> **Reading passage**
Chapter 7, Decision Trees, explains that decision trees are like flowcharts and can be programmatically built using concepts such as Entropy or Gini Impurity. The golden egg in this chapter is a case study that shows how we can predict whether a person's loan application will be approved or not using decision trees.
Chapter 8, Ensembling on Big Data, explains how ensembling plays a major role in improving the performance of the predictive results. I cover different concepts related to ensembling in this chapter, including techniques such as how multiple models can be joined together using bagging or boosting thereby enhancing the predictive outputs. We also cover the highly popular and accurate ensemble of models, random forests and gradient-boosted trees. Finally, we predict loan default by users in a dataset of a real-world Lending Club (a real online lending company) using these models.

> **What is needed**
Could you copy out the chapter summaries in full, word for word?

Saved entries
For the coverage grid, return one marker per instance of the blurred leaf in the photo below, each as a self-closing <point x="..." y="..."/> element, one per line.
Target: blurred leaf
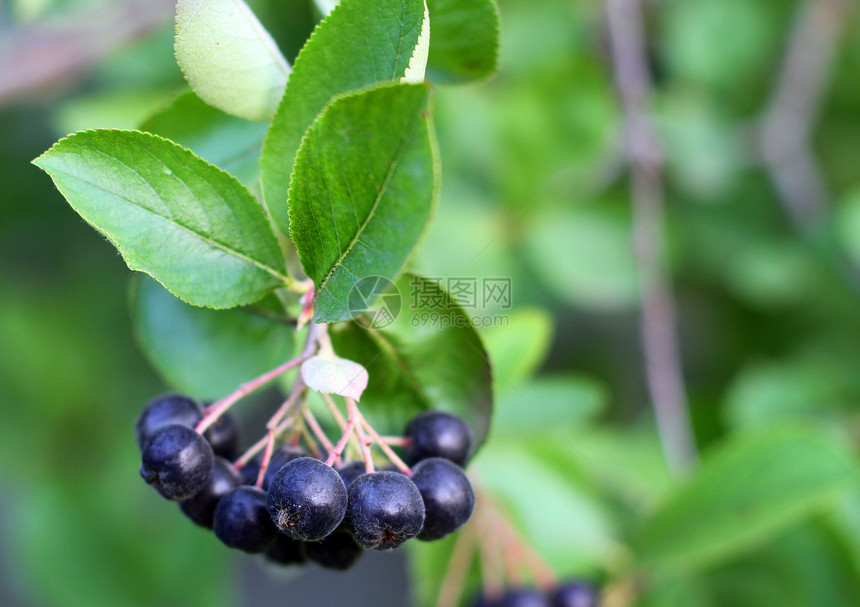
<point x="229" y="58"/>
<point x="206" y="353"/>
<point x="430" y="357"/>
<point x="192" y="227"/>
<point x="357" y="212"/>
<point x="337" y="58"/>
<point x="230" y="143"/>
<point x="518" y="348"/>
<point x="464" y="39"/>
<point x="753" y="486"/>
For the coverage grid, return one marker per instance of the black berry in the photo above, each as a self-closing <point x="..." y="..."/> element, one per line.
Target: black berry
<point x="307" y="499"/>
<point x="447" y="494"/>
<point x="242" y="521"/>
<point x="336" y="551"/>
<point x="351" y="471"/>
<point x="165" y="410"/>
<point x="522" y="597"/>
<point x="200" y="508"/>
<point x="286" y="551"/>
<point x="438" y="434"/>
<point x="574" y="594"/>
<point x="177" y="462"/>
<point x="385" y="509"/>
<point x="223" y="435"/>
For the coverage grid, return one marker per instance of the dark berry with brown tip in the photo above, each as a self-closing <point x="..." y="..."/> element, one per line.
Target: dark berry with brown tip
<point x="438" y="434"/>
<point x="307" y="499"/>
<point x="177" y="462"/>
<point x="165" y="410"/>
<point x="200" y="508"/>
<point x="447" y="494"/>
<point x="337" y="551"/>
<point x="241" y="520"/>
<point x="385" y="509"/>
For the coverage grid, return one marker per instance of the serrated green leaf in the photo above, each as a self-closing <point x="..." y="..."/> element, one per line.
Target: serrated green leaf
<point x="464" y="39"/>
<point x="362" y="191"/>
<point x="753" y="486"/>
<point x="226" y="141"/>
<point x="229" y="58"/>
<point x="206" y="353"/>
<point x="361" y="43"/>
<point x="429" y="357"/>
<point x="192" y="227"/>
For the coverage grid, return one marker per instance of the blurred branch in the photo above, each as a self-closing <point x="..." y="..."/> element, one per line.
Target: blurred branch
<point x="789" y="121"/>
<point x="659" y="322"/>
<point x="46" y="54"/>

> **Exercise answer**
Chapter 7, Decision Trees, explains that decision trees are like flowcharts and can be programmatically built using concepts such as Entropy or Gini Impurity. The golden egg in this chapter is a case study that shows how we can predict whether a person's loan application will be approved or not using decision trees.
Chapter 8, Ensembling on Big Data, explains how ensembling plays a major role in improving the performance of the predictive results. I cover different concepts related to ensembling in this chapter, including techniques such as how multiple models can be joined together using bagging or boosting thereby enhancing the predictive outputs. We also cover the highly popular and accurate ensemble of models, random forests and gradient-boosted trees. Finally, we predict loan default by users in a dataset of a real-world Lending Club (a real online lending company) using these models.